- **What is expected**
Convert all of the data below into a JSON list of strings, with one string per line and blank lines left out.

______

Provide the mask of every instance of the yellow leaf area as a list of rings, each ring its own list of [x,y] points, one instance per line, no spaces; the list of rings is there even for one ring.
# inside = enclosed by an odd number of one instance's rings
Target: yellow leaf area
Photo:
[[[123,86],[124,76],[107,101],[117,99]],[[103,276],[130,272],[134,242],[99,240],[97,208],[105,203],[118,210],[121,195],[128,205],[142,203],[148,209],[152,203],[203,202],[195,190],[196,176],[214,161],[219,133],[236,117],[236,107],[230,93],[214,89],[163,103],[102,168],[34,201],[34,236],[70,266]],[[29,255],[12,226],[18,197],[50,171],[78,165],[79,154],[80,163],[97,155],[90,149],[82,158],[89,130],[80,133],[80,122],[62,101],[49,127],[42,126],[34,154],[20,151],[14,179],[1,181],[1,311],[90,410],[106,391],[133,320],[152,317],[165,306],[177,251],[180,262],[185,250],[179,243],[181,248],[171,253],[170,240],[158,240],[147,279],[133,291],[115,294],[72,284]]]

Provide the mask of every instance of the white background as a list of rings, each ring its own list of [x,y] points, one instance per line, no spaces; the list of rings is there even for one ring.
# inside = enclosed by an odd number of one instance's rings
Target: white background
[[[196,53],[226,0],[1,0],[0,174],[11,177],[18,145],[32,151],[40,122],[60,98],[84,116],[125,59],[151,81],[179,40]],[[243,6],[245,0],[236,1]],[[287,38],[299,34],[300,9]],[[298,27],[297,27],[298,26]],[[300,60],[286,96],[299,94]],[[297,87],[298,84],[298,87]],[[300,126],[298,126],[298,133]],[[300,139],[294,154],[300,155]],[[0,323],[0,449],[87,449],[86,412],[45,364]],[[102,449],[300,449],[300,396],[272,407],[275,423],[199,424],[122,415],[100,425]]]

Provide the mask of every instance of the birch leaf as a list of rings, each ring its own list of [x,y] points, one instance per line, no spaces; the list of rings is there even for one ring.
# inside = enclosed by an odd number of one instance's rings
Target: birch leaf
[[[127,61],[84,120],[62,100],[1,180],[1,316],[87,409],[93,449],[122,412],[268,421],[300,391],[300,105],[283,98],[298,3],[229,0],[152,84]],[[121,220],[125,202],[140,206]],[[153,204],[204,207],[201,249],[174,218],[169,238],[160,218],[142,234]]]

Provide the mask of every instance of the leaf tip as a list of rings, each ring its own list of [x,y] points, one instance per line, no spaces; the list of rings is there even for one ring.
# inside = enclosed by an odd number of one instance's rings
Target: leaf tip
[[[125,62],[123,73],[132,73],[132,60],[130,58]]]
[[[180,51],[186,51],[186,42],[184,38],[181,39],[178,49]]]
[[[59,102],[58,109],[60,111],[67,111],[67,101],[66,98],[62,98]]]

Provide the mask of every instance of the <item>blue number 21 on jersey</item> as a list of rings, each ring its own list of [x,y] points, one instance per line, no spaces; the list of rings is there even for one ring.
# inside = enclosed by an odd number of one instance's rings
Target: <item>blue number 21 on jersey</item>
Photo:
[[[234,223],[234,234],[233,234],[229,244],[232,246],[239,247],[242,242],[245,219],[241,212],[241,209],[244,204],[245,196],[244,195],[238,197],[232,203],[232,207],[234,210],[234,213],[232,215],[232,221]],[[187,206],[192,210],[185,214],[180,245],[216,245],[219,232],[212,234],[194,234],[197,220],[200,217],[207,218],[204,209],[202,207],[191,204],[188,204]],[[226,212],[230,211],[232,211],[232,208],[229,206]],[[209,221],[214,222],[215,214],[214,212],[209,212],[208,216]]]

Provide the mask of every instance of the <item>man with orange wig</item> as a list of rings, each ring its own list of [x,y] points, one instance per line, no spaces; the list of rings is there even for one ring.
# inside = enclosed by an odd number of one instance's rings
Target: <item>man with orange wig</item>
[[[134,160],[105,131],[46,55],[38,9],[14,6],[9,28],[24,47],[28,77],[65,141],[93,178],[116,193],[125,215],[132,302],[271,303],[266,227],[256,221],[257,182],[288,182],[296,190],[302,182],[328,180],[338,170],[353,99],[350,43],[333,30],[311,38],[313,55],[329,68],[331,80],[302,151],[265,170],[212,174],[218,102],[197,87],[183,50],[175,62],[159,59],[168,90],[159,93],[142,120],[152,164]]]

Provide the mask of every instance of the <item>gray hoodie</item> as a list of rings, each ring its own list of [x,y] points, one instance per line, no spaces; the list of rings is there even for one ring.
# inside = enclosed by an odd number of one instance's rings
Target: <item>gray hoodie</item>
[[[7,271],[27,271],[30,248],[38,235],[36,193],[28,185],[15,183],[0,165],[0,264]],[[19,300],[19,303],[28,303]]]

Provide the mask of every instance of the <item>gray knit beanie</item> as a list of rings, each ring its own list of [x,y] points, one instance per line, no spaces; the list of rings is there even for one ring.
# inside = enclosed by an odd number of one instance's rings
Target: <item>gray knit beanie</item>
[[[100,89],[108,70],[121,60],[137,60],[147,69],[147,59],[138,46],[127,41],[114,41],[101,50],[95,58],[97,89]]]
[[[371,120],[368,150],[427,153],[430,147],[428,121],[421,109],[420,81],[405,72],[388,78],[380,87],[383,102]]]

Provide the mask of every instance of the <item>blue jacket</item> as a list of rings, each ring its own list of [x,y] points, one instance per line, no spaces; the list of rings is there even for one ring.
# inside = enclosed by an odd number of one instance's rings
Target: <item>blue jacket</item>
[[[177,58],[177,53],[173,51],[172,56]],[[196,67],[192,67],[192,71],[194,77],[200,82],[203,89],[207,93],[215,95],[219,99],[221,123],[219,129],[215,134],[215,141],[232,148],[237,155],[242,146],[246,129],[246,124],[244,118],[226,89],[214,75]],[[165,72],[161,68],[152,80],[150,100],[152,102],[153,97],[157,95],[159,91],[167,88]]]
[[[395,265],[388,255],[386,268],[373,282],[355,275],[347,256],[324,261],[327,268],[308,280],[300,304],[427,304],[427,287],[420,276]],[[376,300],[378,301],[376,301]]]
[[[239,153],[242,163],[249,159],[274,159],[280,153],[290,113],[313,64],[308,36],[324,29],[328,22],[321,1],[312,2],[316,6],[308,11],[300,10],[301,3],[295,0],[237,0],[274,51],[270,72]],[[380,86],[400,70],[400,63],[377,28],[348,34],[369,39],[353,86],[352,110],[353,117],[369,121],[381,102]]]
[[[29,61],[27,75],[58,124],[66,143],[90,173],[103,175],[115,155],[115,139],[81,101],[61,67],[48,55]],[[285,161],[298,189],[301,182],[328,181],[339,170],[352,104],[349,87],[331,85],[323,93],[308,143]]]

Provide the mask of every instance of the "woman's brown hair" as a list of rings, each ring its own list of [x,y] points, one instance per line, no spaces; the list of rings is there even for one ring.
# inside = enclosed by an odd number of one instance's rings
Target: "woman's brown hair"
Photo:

______

- **Exercise result**
[
  "Provide the mask of every instance of the yellow leaf area as a list of rings, each ring its own list of [x,y] points, one instance per line, no spaces; the list of rings is there even for one ring.",
  "# inside = enclosed by an odd number of one instance's rings",
  "Target: yellow leaf area",
  "Photo:",
  "[[[123,86],[124,76],[107,101],[117,99]],[[103,276],[130,272],[134,242],[99,240],[97,208],[105,203],[118,210],[121,195],[128,205],[142,203],[148,209],[152,203],[203,202],[195,190],[196,176],[214,161],[219,133],[236,117],[236,107],[230,93],[214,89],[163,103],[102,168],[34,201],[34,236],[70,266]],[[29,255],[12,226],[18,197],[50,171],[78,165],[79,154],[80,163],[97,155],[90,149],[82,158],[89,130],[80,133],[80,122],[62,101],[49,127],[42,126],[34,154],[20,151],[14,179],[1,181],[1,311],[90,410],[106,391],[133,320],[152,317],[165,306],[177,251],[180,262],[185,250],[179,243],[181,248],[171,253],[170,240],[158,240],[147,279],[133,291],[115,294],[72,284]]]",
  "Provide the mask of every instance of the white background as a list of rings, each ring its own list of [x,y] points, one instance per line, no spaces; the list of rings is there even for one ring.",
  "# inside = enclosed by an odd number of one instance's rings",
  "Target: white background",
  "[[[196,53],[226,0],[1,0],[0,174],[11,177],[18,145],[32,151],[40,122],[60,98],[84,116],[125,59],[151,81],[179,40]],[[243,6],[245,0],[236,1]],[[287,38],[299,34],[300,9]],[[298,27],[297,27],[298,26]],[[300,60],[286,96],[299,94]],[[297,87],[298,84],[298,87]],[[300,126],[298,126],[298,133]],[[300,139],[294,154],[300,155]],[[0,323],[0,449],[87,449],[86,412],[45,364]],[[102,449],[300,449],[300,396],[272,407],[275,423],[199,424],[122,415],[100,425]]]",
  "Provide the mask of every instance of the birch leaf as a list of rings, each ring its own list of [x,y] points, one instance per line, no spaces; the list of rings is there even for one ring.",
  "# inside = enclosed by an odd number of one instance's rings",
  "Target: birch leaf",
  "[[[127,61],[84,120],[62,100],[1,180],[1,316],[87,409],[93,449],[122,412],[268,421],[300,391],[300,105],[283,98],[298,3],[229,0],[152,84]],[[121,220],[125,202],[140,206]],[[153,204],[204,207],[201,249],[174,218],[169,238],[160,218],[142,234]]]",
  "Provide the mask of every instance of the leaf tip as a list of rings, each ring its own list of [x,y] points, one instance per line, no spaces; the list of rings is there even for one ring.",
  "# inside = enclosed by an odd number of one instance's rings",
  "Target: leaf tip",
  "[[[125,62],[123,73],[132,73],[132,60],[130,58]]]",
  "[[[180,51],[186,51],[186,42],[184,38],[181,39],[178,49]]]",
  "[[[59,102],[58,109],[60,111],[67,111],[67,101],[66,98],[62,98]]]",
  "Provide the mask of every instance of the <item>blue number 21 on jersey</item> as a list of rings, each ring its own list of [x,y] points, one instance per line, no spaces; the list of rings is there even for one ring.",
  "# inside = enclosed by an odd number of one instance's rings",
  "Target: <item>blue number 21 on jersey</item>",
  "Photo:",
  "[[[234,223],[234,234],[233,234],[229,244],[232,246],[239,247],[242,242],[245,219],[241,212],[241,209],[244,204],[245,196],[244,195],[238,197],[232,203],[232,207],[234,210],[234,213],[232,215],[232,221]],[[187,206],[192,210],[185,214],[180,245],[216,245],[219,232],[212,234],[194,234],[197,220],[200,217],[207,218],[204,209],[202,207],[191,204],[188,204]],[[226,212],[230,211],[232,211],[232,208],[229,206]],[[209,221],[214,222],[215,214],[214,212],[209,212],[208,216]]]",
  "Provide the mask of every instance of the <item>man with orange wig</item> as a list of rings, each ring its own list of [x,y] points, one instance per line, no spaces; the list of rings is there even for one ring.",
  "# inside = enclosed by an odd number of one instance's rings",
  "Target: <item>man with orange wig</item>",
  "[[[134,160],[105,131],[46,55],[38,9],[14,6],[9,28],[24,47],[28,77],[65,141],[93,178],[116,193],[125,215],[132,302],[271,303],[266,227],[256,221],[257,182],[288,182],[296,190],[302,182],[328,180],[338,170],[353,99],[350,43],[333,30],[311,38],[313,55],[329,68],[331,80],[302,151],[265,170],[212,174],[218,102],[197,87],[183,50],[175,62],[159,59],[168,90],[159,93],[142,120],[152,164]]]",
  "Provide the mask of every instance of the <item>gray hoodie</item> as a list of rings, each ring its own list of [x,y] points, one instance per line, no spaces; the list of rings is there even for one ring.",
  "# inside = enclosed by an odd number of one instance's rings",
  "Target: <item>gray hoodie</item>",
  "[[[7,271],[27,271],[30,248],[38,235],[36,193],[28,185],[15,183],[0,165],[0,264]],[[19,300],[19,303],[28,303]]]",
  "Provide the mask of every instance of the <item>gray knit beanie</item> as a list of rings, each ring its own list of [x,y] points, one instance per line, no spaces; the list of rings is there even for one ring.",
  "# inside = enclosed by an odd number of one instance's rings",
  "Target: <item>gray knit beanie</item>",
  "[[[100,89],[108,70],[121,60],[137,60],[147,69],[147,59],[138,46],[127,41],[114,41],[101,50],[95,58],[97,89]]]",
  "[[[371,120],[368,150],[427,153],[430,147],[428,121],[421,109],[420,81],[405,72],[388,78],[380,87],[383,102]]]",
  "Provide the mask of every instance of the <item>blue jacket</item> as a list of rings, each ring its own list of [x,y] points, one instance per line, no spaces; the list of rings is there even for one ring.",
  "# inside = enclosed by an odd number of one instance's rings",
  "Target: <item>blue jacket</item>",
  "[[[177,58],[177,53],[173,51],[172,56]],[[196,67],[192,67],[192,71],[194,77],[200,82],[203,89],[207,93],[215,95],[219,99],[221,123],[219,129],[215,134],[215,141],[232,148],[237,155],[242,146],[246,129],[246,124],[244,118],[226,89],[214,75]],[[165,72],[161,68],[152,80],[150,100],[152,102],[153,97],[157,95],[159,91],[167,88]]]",
  "[[[395,265],[388,255],[386,268],[373,282],[355,275],[347,256],[324,261],[327,268],[308,280],[300,304],[427,304],[427,287],[420,276]],[[376,300],[378,301],[376,301]]]",
  "[[[239,153],[242,163],[249,159],[274,159],[280,153],[290,113],[313,64],[308,36],[324,29],[328,22],[321,1],[312,2],[316,6],[308,11],[300,10],[301,3],[295,0],[237,0],[274,51],[270,72]],[[380,86],[400,70],[400,63],[377,28],[348,34],[369,39],[353,86],[352,110],[353,117],[369,121],[381,102]]]",
  "[[[29,61],[27,75],[58,124],[66,143],[90,173],[103,175],[115,155],[115,139],[81,101],[61,67],[48,55]],[[285,161],[298,189],[301,182],[328,181],[339,170],[352,104],[349,87],[331,85],[323,93],[308,143]]]",
  "Provide the mask of every instance of the \"woman's brown hair\" as a list of rings, each ring its own list of [x,y] points, one instance per line, no spaces; the list of rings is there even for one ring.",
  "# inside = enclosed by an odd number of one instance's rings",
  "Target: \"woman's brown hair\"",
  "Photo:"
]